-- start MATERIAL SHOWN --

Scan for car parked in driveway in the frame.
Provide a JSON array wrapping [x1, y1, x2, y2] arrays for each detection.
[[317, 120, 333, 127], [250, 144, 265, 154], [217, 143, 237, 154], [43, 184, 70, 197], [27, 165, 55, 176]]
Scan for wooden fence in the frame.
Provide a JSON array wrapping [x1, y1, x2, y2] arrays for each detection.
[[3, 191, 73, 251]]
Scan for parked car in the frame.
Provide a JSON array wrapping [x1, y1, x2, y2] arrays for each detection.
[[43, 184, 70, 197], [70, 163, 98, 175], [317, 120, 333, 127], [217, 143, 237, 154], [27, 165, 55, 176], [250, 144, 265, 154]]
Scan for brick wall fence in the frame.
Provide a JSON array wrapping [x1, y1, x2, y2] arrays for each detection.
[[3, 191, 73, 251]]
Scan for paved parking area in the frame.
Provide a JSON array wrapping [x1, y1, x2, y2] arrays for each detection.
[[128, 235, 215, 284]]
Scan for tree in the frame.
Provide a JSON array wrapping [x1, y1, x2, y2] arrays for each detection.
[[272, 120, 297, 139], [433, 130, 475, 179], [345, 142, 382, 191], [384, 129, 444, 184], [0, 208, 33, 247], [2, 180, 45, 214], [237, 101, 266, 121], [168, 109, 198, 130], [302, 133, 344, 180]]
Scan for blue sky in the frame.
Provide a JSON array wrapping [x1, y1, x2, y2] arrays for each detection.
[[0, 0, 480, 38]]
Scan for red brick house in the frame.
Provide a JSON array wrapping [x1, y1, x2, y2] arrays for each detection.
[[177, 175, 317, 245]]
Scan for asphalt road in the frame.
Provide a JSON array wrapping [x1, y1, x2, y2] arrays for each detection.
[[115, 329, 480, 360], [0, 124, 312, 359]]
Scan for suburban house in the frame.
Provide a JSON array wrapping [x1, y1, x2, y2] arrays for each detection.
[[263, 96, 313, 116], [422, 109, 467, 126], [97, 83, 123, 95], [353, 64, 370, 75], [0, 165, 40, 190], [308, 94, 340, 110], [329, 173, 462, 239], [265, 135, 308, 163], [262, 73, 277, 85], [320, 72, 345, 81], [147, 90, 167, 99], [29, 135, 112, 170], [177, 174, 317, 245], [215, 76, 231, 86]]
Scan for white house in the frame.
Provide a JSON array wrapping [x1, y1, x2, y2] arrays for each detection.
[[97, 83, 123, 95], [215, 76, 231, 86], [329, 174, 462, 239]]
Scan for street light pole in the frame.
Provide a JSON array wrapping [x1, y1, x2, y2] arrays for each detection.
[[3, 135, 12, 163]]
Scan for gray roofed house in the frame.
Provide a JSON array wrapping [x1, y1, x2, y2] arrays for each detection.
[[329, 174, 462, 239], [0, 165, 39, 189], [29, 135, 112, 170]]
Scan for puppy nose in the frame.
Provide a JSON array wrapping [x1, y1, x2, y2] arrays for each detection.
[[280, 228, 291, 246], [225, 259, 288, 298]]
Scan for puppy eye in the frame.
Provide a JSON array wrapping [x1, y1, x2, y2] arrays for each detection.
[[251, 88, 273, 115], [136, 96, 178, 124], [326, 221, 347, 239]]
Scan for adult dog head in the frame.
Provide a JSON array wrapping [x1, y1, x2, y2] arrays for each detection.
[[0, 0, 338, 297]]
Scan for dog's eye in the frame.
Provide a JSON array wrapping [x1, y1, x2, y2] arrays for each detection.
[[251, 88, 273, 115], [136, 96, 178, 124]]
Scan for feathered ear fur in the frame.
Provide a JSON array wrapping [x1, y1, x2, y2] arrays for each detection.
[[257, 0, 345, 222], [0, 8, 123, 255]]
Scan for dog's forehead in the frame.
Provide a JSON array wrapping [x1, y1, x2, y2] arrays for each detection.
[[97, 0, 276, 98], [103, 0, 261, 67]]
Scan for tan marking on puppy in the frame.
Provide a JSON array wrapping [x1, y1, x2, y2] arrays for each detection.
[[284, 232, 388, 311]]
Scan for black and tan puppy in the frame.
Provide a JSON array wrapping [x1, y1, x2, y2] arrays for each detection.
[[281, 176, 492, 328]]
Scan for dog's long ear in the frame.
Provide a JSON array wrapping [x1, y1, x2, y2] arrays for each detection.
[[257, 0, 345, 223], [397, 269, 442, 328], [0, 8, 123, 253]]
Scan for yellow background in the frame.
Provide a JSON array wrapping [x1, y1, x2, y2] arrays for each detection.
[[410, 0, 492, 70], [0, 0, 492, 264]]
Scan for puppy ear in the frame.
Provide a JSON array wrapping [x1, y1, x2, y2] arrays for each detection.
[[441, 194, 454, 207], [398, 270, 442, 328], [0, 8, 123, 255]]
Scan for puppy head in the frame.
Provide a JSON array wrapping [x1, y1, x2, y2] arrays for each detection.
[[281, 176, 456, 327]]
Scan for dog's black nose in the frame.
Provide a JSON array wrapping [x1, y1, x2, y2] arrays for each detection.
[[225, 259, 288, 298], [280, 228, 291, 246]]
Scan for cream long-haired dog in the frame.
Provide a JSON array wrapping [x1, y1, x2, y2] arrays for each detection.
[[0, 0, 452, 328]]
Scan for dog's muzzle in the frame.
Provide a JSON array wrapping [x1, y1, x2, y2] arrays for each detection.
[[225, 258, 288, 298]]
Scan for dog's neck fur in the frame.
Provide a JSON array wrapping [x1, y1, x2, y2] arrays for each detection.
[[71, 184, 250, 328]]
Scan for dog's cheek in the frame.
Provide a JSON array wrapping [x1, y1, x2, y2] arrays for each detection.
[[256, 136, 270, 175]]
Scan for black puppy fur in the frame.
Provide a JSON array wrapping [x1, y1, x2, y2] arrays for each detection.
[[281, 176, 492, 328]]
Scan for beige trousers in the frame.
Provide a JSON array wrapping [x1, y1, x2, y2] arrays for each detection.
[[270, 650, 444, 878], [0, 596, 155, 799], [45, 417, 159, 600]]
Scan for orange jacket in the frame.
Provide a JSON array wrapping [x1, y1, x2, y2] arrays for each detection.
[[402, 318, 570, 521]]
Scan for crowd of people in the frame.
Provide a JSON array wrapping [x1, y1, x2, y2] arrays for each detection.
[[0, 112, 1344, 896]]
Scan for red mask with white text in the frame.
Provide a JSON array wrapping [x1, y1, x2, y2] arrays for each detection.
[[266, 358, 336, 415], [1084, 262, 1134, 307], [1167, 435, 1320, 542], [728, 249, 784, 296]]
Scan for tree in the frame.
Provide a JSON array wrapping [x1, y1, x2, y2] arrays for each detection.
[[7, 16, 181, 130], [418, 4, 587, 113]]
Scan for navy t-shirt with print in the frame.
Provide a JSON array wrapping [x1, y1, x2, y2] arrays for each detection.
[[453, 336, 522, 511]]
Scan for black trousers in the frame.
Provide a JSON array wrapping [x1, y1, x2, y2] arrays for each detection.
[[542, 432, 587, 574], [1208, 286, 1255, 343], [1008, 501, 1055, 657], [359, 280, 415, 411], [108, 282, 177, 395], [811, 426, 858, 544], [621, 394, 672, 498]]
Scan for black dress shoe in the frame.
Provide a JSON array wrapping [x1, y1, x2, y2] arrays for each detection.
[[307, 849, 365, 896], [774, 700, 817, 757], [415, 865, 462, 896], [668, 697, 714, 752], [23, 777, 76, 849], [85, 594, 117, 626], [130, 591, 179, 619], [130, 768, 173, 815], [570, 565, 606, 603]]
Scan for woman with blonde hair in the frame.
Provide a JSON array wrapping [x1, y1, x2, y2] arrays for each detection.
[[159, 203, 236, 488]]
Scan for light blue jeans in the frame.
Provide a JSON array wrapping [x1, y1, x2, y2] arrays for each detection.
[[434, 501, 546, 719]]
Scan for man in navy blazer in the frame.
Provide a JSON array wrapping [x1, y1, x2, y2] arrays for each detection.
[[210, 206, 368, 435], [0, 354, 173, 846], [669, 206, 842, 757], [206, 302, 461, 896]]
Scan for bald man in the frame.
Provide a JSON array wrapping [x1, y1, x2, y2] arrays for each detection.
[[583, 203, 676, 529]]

-- end MATERIAL SHOWN --

TO DO » Copy out the listing verbatim from the line containing "Scan for suburban house in the frame." through the line containing "135, 112, 170]]", both of those lines included.

TASK ANSWER »
Scan for suburban house in the frame.
Provide a JSON array wrapping [x1, y1, x2, y2] arrays for each detection.
[[263, 96, 313, 116], [422, 109, 467, 126], [97, 83, 123, 95], [353, 64, 370, 75], [0, 165, 40, 190], [308, 94, 340, 110], [329, 173, 462, 239], [265, 135, 308, 163], [262, 73, 277, 85], [320, 72, 345, 81], [147, 90, 167, 99], [29, 135, 112, 170], [177, 174, 317, 245], [215, 76, 231, 86]]
Scan for white house in the frame.
Provide a JSON array wrapping [x1, y1, x2, y2] arrays for each detection.
[[97, 83, 123, 95], [215, 76, 231, 86], [329, 174, 462, 239]]
Scan for street light pole in the frame.
Provide a JSON array wrapping [x1, y1, x2, y2] arrays for each detection.
[[3, 135, 12, 163]]
Scan for gray roofed house in the frame.
Provide a JSON array wrapping [x1, y1, x2, y2] arrays for each detection.
[[329, 174, 462, 239], [0, 165, 39, 189], [29, 135, 112, 170]]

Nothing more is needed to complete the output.